(Records excerpted from a collection)
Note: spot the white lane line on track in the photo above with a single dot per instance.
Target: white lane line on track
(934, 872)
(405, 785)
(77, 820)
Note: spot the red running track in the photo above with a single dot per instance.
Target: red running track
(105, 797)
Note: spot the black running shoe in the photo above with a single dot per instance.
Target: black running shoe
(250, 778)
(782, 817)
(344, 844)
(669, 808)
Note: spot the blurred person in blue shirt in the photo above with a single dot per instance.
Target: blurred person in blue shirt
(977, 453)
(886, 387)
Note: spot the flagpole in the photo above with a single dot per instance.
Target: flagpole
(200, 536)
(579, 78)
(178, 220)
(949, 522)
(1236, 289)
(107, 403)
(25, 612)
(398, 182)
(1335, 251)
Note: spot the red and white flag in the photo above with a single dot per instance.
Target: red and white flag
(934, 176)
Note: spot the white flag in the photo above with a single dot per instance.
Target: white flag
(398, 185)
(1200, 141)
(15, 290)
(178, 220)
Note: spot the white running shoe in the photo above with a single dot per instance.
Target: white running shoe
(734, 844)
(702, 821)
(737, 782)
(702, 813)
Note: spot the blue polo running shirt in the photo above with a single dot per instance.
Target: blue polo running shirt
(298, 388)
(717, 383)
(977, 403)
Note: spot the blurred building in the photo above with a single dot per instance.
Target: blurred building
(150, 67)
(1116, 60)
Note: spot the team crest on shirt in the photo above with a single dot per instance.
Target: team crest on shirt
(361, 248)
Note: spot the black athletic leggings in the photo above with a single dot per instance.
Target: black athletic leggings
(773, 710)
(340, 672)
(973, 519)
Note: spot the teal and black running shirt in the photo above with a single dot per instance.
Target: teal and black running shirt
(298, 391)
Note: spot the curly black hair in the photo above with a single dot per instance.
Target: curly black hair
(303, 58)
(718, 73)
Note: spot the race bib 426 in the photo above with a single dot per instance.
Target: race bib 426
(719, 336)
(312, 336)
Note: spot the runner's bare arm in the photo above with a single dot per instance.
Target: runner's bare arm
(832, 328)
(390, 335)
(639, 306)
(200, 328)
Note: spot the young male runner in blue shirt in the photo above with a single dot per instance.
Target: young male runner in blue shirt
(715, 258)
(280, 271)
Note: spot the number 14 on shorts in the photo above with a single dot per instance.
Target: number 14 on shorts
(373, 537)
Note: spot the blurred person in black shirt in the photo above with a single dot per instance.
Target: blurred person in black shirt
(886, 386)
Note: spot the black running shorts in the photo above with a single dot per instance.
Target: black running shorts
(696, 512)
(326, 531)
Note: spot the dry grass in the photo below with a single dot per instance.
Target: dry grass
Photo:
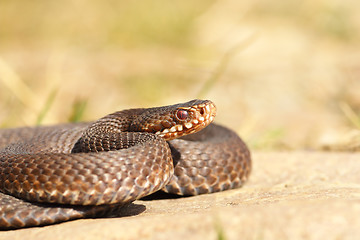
(284, 74)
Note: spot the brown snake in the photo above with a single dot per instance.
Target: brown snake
(57, 173)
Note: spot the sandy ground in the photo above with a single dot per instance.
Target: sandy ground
(291, 195)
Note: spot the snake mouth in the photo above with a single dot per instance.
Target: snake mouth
(188, 120)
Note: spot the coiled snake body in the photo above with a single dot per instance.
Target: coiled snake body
(57, 173)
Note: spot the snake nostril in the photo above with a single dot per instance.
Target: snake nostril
(182, 114)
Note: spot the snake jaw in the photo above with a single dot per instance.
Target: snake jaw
(198, 117)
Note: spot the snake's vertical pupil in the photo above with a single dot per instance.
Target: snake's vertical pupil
(182, 114)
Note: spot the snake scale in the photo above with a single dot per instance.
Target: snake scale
(51, 174)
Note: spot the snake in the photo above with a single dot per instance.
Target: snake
(51, 174)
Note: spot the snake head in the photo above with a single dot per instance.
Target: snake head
(177, 120)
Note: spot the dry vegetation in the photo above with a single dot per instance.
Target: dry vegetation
(284, 74)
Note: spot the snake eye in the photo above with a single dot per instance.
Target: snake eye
(182, 114)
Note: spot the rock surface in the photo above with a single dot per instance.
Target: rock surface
(290, 195)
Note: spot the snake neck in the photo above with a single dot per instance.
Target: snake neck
(117, 130)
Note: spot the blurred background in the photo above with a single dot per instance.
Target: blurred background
(284, 74)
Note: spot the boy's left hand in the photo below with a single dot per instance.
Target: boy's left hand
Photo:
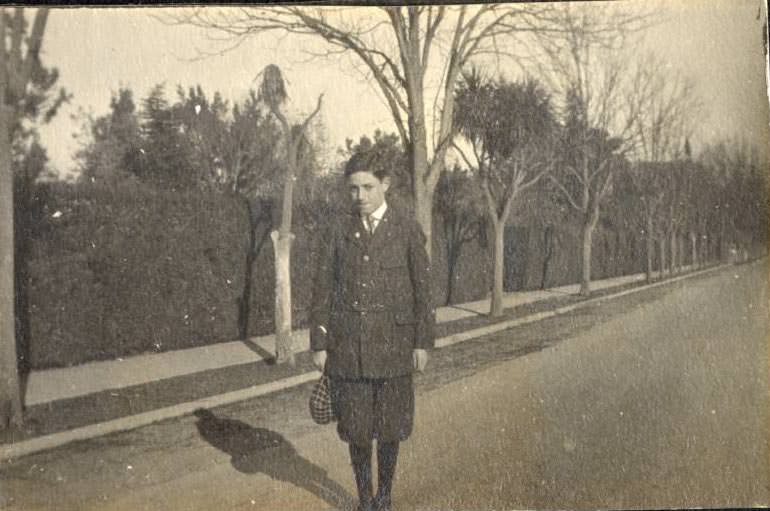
(420, 359)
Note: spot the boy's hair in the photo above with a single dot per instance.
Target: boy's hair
(366, 161)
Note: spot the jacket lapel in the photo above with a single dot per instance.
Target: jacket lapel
(384, 231)
(354, 230)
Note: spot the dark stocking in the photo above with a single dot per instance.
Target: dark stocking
(361, 457)
(387, 453)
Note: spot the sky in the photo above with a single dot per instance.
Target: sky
(98, 50)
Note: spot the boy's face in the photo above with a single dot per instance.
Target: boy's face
(366, 191)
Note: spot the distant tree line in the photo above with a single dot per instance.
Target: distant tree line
(584, 167)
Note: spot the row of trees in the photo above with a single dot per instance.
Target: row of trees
(587, 132)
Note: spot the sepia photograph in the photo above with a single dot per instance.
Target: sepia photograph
(392, 256)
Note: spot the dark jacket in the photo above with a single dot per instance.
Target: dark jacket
(371, 297)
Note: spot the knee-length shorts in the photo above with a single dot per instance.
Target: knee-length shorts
(368, 409)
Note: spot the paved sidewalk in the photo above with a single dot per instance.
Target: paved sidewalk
(51, 385)
(156, 387)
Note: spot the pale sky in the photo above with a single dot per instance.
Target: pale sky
(716, 42)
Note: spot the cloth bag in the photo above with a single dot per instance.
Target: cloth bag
(321, 409)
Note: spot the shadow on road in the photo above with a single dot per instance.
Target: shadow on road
(258, 450)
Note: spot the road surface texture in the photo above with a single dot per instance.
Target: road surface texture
(654, 400)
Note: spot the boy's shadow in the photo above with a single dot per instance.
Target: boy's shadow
(258, 450)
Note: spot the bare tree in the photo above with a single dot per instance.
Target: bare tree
(15, 73)
(273, 93)
(666, 110)
(398, 48)
(584, 61)
(511, 129)
(461, 208)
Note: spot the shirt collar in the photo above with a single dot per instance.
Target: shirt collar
(380, 212)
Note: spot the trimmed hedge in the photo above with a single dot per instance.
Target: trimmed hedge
(112, 271)
(119, 271)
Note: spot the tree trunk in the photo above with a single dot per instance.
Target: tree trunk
(284, 351)
(694, 248)
(496, 305)
(650, 248)
(10, 391)
(547, 254)
(588, 232)
(662, 256)
(423, 210)
(453, 254)
(672, 248)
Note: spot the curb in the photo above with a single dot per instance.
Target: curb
(46, 442)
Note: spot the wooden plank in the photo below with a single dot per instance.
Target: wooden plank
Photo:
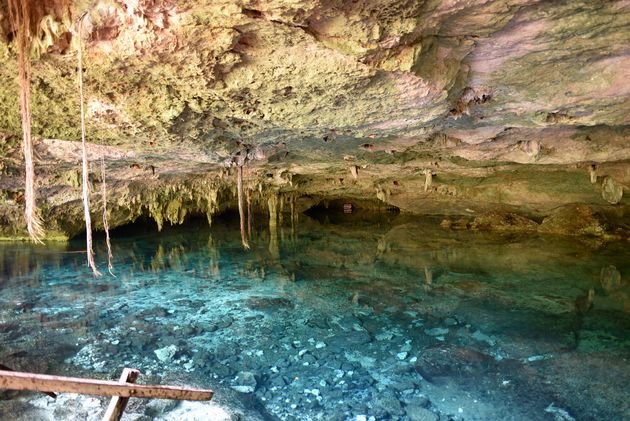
(118, 404)
(4, 367)
(46, 383)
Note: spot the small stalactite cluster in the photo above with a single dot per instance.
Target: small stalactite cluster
(241, 207)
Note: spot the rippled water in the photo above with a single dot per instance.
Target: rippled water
(336, 317)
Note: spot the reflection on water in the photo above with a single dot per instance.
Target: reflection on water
(338, 317)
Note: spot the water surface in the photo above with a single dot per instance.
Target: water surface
(336, 317)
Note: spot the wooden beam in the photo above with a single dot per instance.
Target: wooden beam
(47, 383)
(4, 367)
(118, 404)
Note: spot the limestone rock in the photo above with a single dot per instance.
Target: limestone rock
(245, 382)
(574, 220)
(418, 413)
(500, 221)
(611, 191)
(166, 354)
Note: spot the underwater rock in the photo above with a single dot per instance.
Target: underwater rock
(245, 382)
(166, 354)
(436, 331)
(612, 192)
(386, 404)
(418, 413)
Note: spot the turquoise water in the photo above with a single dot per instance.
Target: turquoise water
(344, 317)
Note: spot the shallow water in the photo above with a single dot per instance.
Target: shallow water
(336, 317)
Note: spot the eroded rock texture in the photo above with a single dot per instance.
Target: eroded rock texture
(519, 106)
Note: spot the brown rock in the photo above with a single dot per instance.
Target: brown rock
(500, 221)
(574, 220)
(611, 191)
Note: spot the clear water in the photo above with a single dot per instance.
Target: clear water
(338, 317)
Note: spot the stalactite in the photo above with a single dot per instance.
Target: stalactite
(272, 203)
(293, 216)
(241, 210)
(592, 172)
(250, 217)
(428, 179)
(110, 266)
(20, 16)
(86, 184)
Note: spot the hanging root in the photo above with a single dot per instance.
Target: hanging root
(86, 184)
(105, 223)
(241, 207)
(20, 16)
(249, 213)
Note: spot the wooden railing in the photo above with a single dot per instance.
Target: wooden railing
(120, 391)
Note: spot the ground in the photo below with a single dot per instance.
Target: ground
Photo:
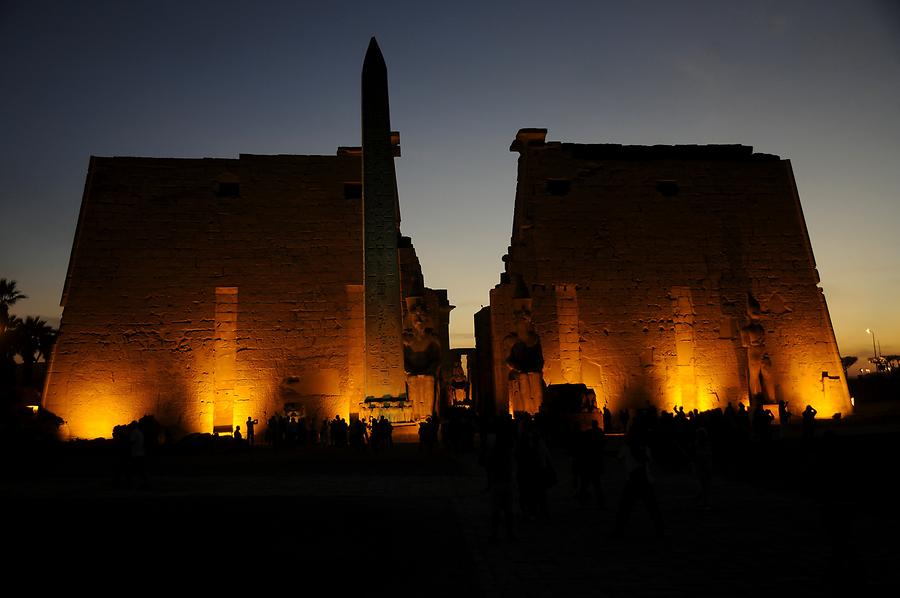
(333, 521)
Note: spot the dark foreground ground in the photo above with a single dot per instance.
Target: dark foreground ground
(331, 522)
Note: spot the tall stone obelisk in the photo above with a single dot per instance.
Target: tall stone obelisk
(385, 376)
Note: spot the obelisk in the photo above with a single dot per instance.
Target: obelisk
(385, 376)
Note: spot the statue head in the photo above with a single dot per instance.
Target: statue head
(417, 312)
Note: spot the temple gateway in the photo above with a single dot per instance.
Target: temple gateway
(206, 291)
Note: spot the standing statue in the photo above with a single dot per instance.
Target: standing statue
(421, 359)
(759, 365)
(525, 361)
(458, 387)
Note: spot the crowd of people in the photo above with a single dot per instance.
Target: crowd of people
(515, 456)
(292, 431)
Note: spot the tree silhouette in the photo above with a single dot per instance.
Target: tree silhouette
(33, 340)
(848, 361)
(9, 294)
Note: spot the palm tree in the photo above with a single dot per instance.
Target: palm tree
(9, 294)
(33, 339)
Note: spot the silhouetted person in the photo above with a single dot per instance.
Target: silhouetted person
(624, 416)
(535, 473)
(250, 429)
(589, 464)
(702, 465)
(137, 454)
(638, 485)
(501, 475)
(809, 422)
(607, 419)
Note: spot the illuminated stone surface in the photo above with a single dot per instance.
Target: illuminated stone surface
(641, 263)
(206, 291)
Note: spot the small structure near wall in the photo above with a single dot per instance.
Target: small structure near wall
(675, 275)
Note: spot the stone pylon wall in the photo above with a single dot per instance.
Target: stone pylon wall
(655, 251)
(159, 241)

WORK INSTRUCTION :: Within the data above, pick out all lines holding the word "left".

FINAL ANSWER ::
Note: spot the boy's left hand in the photo below with a single dot per instance.
Target: boy's left hand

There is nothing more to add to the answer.